_DOCUMENT TEXT_
# Mobi Vancouver GBFS Tools (Unity Catalog)

Use these simple, copy/pasteable functions to explore Mobi Vancouver trip history (bronze tables)
and live station availability (GBFS) from SQL. Perfect for a hackathon/tutorial.

Steps:
1) Setup
2) Create Tools (SQL and Python functions)
3) Try Queries

Prereq: Run `01_data.ipynb` first to create `bronze_trips` and `bronze_stations` in your configured catalog/schema.

In [0]:
# Setup: minimal deps + add src to sys.path
%pip install -q mlflow requests

import sys
from pathlib import Path
src_path = Path.cwd() / "src"
if str(src_path) not in sys.path:
    sys.path.insert(0, str(src_path))


In [0]:
import mlflow
config = mlflow.models.ModelConfig(development_config='config.yaml')

dbutils.widgets.text('catalog', config.get('catalog') or 'hive_metastore')
dbutils.widgets.text('schema',  config.get('schema')  or 'default')

catalog = dbutils.widgets.get('catalog')
schema = dbutils.widgets.get('schema')

_EXTRACTED DATA_
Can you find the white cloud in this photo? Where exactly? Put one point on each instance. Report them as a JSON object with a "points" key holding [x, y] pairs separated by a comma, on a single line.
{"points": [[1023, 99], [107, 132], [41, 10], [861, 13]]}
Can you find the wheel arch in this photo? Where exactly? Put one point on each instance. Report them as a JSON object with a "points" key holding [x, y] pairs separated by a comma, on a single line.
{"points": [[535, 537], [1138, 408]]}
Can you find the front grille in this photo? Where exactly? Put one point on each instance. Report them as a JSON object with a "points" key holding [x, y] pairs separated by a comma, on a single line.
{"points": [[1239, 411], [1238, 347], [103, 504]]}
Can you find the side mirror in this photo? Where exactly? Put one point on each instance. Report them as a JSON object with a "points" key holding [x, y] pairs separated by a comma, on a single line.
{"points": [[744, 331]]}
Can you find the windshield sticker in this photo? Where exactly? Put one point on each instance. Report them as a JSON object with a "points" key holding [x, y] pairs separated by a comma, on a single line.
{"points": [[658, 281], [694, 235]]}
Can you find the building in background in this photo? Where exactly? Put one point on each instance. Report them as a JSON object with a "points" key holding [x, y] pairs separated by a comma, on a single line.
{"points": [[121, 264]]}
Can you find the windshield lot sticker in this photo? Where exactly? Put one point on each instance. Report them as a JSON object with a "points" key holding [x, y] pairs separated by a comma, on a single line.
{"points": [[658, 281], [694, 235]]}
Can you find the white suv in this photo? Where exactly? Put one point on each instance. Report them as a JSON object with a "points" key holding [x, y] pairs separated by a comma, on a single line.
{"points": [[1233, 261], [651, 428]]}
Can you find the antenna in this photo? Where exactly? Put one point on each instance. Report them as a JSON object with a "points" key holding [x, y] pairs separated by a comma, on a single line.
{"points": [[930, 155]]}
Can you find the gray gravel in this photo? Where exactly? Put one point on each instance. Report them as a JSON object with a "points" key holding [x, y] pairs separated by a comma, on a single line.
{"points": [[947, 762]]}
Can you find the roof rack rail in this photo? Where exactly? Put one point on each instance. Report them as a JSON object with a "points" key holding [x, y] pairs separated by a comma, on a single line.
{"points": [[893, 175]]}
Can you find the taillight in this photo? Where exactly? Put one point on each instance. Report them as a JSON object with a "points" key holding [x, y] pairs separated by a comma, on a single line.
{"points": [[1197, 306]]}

_GIVEN PROBLEM A_
List the steps that the Mobi Vancouver notebook lays out before its first code block.
_GIVEN PROBLEM B_
Please carry the Mobi Vancouver notebook forward, starting after its last line.

_TASK RESULT A_
1) Setup
2) Create Tools (SQL and Python functions)
3) Try Queries

_TASK RESULT B_
print(f"Using catalog.schema: {catalog}.{schema}")

In [0]:
%sql
SELECT station_id, name, lat, lon
FROM `${catalog}`.`${schema}`.`bronze_stations`
LIMIT 10


In [0]:
%sql
CREATE OR REPLACE FUNCTION `${catalog}`.`${schema}`.recent_trips_by_station(
  station_id STRING
)
RETURNS TABLE (
  departure_time TIMESTAMP,
  departure_station_id STRING,
  return_time TIMESTAMP,
  return_station_id STRING,
  duration_sec INT
)
RETURN
SELECT
  departure_time,
  CAST(departure_station_id AS STRING) AS departure_station_id,
  return_time,
  CAST(return_station_id AS STRING) AS return_station_id,
  CAST(duration_sec AS INT) AS duration_sec
FROM `${catalog}`.`${schema}`.`bronze_trips`
WHERE CAST(departure_station_id AS STRING) = station_id
ORDER BY departure_time DESC
LIMIT 10;

In [0]:
%sql
SELECT * FROM `${catalog}`.`${schema}`.recent_trips_by_station('0152')

In [0]:
%sql
CREATE OR REPLACE FUNCTION `${catalog}`.`${schema}`.station_info(
  station_id STRING
)
RETURNS TABLE (
  station_id STRING,
  name STRING,
  lat DOUBLE,
  lon DOUBLE,
  capacity BIGINT
)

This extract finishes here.